### EXERCICE DONNÉ
Pouvez-vous recopier à l'identique tout ce qui va du début des enregistrements ci-dessous jusqu'à la ligne contenant « column 172, row 95 », cette ligne comprise ?

### Enregistrements de placement de points
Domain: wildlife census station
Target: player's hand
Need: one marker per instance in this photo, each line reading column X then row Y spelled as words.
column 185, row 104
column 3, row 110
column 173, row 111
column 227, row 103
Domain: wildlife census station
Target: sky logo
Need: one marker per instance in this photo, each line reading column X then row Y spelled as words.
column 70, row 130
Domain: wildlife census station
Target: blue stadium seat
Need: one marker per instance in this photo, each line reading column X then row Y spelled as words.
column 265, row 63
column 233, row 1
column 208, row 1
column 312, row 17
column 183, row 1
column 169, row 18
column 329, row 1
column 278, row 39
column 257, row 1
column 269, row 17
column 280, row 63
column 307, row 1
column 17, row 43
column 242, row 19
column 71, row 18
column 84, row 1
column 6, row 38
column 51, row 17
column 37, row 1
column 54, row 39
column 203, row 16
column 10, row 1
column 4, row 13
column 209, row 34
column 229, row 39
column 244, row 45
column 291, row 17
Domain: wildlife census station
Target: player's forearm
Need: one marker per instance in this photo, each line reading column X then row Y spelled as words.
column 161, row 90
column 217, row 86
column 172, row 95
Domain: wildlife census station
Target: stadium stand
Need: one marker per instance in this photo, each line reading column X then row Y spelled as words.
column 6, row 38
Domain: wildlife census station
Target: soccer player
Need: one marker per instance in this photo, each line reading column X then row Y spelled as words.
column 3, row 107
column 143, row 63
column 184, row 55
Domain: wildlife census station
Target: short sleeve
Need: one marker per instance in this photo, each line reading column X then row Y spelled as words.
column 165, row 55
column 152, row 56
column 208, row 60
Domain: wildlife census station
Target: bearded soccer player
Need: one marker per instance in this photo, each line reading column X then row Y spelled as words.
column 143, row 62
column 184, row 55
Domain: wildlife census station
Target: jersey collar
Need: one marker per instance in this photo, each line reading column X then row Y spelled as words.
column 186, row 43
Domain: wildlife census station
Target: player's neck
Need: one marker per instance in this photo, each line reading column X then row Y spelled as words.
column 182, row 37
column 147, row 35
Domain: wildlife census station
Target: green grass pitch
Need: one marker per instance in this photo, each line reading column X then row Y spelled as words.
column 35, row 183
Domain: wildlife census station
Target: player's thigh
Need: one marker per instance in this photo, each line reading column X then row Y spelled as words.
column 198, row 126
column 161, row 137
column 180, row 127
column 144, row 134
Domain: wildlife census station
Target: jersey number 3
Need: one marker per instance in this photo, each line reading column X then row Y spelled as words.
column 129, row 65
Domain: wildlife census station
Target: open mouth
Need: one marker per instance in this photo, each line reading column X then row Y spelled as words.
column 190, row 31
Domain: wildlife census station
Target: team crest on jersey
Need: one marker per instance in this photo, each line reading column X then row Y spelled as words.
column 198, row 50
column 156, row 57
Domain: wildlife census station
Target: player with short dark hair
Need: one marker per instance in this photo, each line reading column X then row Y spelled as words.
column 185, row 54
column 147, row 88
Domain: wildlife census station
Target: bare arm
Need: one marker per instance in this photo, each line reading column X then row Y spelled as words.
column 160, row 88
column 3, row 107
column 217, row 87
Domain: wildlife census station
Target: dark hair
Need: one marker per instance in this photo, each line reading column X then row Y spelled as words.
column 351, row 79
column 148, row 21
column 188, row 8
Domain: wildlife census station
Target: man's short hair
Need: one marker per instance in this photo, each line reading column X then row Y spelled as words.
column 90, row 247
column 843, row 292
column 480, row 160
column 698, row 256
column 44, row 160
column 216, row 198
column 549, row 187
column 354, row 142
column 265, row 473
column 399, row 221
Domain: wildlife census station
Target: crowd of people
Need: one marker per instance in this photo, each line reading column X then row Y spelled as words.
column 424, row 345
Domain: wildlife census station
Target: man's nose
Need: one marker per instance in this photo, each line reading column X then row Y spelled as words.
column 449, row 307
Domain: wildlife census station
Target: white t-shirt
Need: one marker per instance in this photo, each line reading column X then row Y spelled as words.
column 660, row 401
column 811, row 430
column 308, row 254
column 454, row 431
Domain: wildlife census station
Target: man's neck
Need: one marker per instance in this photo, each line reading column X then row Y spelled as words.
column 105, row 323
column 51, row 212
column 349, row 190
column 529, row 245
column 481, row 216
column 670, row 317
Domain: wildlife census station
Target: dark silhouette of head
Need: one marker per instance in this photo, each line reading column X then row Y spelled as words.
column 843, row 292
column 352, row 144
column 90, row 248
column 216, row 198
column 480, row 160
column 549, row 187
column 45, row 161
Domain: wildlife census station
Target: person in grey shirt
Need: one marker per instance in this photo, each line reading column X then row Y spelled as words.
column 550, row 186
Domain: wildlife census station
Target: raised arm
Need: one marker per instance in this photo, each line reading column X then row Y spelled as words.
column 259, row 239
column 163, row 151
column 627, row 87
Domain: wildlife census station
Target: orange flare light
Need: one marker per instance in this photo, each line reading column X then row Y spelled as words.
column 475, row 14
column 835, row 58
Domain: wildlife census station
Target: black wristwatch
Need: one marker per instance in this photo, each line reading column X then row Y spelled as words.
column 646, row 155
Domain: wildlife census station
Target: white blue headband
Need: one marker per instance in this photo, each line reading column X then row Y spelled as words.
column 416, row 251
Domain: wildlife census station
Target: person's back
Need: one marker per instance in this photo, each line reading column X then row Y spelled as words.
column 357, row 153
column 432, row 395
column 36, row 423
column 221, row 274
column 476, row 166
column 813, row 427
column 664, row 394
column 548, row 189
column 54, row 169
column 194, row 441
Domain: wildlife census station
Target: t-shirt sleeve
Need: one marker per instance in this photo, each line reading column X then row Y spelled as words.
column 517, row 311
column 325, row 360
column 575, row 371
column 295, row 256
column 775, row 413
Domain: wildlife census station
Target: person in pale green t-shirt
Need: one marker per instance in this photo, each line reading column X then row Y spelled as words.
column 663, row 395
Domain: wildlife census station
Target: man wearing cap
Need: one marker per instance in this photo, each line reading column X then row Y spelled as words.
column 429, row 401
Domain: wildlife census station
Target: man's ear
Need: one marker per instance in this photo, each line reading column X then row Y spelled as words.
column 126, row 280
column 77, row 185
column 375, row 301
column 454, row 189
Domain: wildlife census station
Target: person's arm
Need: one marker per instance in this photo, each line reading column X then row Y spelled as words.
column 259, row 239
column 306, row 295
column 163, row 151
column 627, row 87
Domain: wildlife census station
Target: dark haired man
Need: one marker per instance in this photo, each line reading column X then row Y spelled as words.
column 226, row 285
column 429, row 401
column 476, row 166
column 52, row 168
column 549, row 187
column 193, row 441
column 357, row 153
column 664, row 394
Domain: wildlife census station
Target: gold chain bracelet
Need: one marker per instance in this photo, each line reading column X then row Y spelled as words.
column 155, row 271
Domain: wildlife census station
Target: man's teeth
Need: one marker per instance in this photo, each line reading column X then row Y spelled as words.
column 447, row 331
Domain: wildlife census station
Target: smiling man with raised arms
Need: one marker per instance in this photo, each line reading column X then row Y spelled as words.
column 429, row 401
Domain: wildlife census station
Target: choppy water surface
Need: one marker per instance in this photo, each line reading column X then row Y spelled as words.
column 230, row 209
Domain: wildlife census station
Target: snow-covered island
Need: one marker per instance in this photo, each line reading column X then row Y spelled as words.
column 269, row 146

### RÉPONSE ATTENDUE
Domain: wildlife census station
Target: player's hand
Need: one marker per instance in this photo, each line reading column X then row Y spelled as words.
column 185, row 104
column 3, row 110
column 173, row 111
column 227, row 103
Domain: wildlife census station
Target: sky logo
Need: one marker per instance in this photo, each line reading column X then row Y spelled as words.
column 70, row 130
Domain: wildlife census station
Target: blue stadium seat
Need: one marker per instance in this photo, each line reading column X then row Y spelled as words.
column 265, row 63
column 233, row 1
column 208, row 1
column 312, row 17
column 183, row 1
column 169, row 18
column 329, row 1
column 278, row 39
column 257, row 1
column 269, row 17
column 280, row 63
column 307, row 1
column 17, row 43
column 242, row 19
column 71, row 18
column 84, row 1
column 6, row 38
column 51, row 17
column 37, row 1
column 54, row 39
column 203, row 16
column 10, row 1
column 4, row 13
column 209, row 34
column 229, row 39
column 244, row 45
column 291, row 17
Domain: wildlife census station
Target: player's forearm
Need: one marker per instance in this photo, each line reading column X then row Y spelled as words.
column 161, row 90
column 217, row 86
column 172, row 95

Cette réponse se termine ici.